Directive.
Copy the entries word for word from their first line through the line containing "0,474 -> 747,810", including that line.

-- begin Dataset records --

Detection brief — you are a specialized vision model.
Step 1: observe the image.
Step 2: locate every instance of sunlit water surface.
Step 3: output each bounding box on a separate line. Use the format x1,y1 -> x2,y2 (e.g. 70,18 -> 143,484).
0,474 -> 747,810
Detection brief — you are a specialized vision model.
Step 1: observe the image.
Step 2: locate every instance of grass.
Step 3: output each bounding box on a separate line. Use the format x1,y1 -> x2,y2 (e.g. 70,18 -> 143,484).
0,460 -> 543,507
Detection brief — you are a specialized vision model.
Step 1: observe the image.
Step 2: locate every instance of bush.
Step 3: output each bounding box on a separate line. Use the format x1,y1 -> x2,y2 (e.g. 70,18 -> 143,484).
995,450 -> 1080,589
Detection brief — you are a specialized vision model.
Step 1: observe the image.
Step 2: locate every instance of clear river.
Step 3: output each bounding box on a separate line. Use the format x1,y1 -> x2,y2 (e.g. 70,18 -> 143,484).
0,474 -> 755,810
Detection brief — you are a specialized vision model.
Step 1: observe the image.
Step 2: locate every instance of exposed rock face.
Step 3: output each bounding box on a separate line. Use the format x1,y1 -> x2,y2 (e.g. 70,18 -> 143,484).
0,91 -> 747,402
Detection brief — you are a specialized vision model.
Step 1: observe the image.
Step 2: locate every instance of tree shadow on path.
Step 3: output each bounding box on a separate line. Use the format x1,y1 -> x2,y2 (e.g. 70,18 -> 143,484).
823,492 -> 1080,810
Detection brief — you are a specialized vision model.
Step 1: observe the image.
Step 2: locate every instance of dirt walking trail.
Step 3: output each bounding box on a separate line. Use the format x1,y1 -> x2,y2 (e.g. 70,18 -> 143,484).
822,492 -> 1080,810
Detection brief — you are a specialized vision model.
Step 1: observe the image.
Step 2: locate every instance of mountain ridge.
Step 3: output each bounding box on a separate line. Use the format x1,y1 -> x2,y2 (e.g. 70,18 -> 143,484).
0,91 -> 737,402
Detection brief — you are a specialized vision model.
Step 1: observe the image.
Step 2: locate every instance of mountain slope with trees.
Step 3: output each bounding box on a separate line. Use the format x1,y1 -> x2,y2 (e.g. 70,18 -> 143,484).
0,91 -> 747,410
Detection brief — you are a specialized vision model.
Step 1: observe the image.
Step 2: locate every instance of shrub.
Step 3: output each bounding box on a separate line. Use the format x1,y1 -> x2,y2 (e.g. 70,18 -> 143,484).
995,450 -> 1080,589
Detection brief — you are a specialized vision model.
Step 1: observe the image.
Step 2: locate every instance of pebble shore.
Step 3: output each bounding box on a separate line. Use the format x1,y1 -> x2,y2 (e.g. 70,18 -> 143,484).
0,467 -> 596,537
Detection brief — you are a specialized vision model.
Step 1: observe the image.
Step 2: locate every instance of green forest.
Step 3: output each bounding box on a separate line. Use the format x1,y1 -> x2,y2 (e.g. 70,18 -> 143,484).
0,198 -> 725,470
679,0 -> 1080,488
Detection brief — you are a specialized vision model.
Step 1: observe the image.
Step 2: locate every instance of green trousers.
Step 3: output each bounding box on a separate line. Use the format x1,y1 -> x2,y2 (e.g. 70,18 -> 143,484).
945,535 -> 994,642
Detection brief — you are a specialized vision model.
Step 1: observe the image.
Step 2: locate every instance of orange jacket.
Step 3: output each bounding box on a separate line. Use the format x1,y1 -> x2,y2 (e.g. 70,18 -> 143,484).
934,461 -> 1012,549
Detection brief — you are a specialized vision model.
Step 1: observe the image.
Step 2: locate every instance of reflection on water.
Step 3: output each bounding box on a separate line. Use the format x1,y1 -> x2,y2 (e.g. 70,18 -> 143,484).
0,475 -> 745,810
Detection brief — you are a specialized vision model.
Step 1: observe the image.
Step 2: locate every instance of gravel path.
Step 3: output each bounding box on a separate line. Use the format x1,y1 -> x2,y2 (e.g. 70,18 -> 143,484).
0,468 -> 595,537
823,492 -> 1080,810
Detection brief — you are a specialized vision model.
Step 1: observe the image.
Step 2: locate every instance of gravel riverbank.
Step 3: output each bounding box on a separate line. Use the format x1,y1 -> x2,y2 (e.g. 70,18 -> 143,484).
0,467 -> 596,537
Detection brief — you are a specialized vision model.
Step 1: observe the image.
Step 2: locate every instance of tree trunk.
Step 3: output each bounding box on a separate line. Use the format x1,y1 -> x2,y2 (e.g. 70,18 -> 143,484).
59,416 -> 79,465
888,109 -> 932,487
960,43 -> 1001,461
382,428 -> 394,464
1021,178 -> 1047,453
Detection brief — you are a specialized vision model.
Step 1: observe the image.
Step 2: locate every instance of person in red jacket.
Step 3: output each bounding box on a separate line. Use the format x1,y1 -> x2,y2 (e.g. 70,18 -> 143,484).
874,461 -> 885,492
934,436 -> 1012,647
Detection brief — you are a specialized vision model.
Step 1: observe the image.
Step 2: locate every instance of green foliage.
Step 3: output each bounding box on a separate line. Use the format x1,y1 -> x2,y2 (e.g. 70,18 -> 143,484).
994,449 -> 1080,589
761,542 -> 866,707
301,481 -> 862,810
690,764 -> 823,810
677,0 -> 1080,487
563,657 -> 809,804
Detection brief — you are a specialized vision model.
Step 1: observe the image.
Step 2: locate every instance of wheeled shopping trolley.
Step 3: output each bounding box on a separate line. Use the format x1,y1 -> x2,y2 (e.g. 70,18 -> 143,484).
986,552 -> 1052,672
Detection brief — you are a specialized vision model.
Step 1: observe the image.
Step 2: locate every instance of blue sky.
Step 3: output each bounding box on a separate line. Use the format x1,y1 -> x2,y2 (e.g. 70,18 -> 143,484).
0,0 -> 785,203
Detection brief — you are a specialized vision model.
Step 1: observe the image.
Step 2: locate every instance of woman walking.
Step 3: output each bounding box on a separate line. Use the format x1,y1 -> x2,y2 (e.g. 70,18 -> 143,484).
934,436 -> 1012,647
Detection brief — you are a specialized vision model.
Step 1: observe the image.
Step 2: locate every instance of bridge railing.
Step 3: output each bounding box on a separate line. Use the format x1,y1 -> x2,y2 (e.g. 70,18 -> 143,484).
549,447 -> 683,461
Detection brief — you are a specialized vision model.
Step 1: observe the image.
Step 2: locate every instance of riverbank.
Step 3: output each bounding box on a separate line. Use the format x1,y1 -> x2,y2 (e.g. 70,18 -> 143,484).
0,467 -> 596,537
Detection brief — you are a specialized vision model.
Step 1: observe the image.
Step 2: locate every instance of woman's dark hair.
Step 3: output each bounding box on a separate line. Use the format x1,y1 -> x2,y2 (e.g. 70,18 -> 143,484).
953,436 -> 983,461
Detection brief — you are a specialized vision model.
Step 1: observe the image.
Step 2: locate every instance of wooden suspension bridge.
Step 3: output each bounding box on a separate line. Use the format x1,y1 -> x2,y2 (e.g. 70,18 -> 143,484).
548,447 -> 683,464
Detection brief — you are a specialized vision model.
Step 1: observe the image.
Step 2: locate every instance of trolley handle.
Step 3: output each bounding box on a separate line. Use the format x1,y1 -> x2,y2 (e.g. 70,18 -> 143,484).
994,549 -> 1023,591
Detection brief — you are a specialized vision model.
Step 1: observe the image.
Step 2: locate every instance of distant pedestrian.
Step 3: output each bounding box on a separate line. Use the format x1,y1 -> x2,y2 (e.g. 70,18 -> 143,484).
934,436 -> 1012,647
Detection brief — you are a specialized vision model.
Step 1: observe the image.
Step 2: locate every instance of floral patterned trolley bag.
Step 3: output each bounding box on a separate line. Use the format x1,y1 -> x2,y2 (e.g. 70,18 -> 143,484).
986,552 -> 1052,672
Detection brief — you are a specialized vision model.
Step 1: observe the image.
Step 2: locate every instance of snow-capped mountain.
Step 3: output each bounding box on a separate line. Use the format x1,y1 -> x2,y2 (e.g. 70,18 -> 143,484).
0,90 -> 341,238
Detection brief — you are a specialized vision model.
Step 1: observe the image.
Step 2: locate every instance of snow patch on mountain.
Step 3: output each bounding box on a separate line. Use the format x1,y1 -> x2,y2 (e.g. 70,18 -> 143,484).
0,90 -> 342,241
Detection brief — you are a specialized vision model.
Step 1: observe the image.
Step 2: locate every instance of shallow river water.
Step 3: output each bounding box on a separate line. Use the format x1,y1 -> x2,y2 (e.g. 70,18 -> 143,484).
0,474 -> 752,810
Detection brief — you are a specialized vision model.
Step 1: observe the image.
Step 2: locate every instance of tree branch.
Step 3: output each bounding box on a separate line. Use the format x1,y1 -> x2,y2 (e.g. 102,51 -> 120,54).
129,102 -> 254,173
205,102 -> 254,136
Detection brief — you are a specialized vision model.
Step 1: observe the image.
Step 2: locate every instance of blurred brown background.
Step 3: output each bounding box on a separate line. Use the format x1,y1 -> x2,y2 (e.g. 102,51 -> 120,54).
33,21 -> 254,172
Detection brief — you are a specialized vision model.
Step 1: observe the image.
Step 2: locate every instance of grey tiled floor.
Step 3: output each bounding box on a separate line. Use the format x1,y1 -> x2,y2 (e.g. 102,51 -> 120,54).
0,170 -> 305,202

-- end Dataset records --

Written reply.
Detection brief — you are a specialized vision model.
Step 1: observe the image.
Step 2: locate every instance of sunlit water surface.
Step 3: output each bounding box on a separate line. Use the format x1,y1 -> x2,y2 (e.g. 70,18 -> 143,484).
0,474 -> 747,810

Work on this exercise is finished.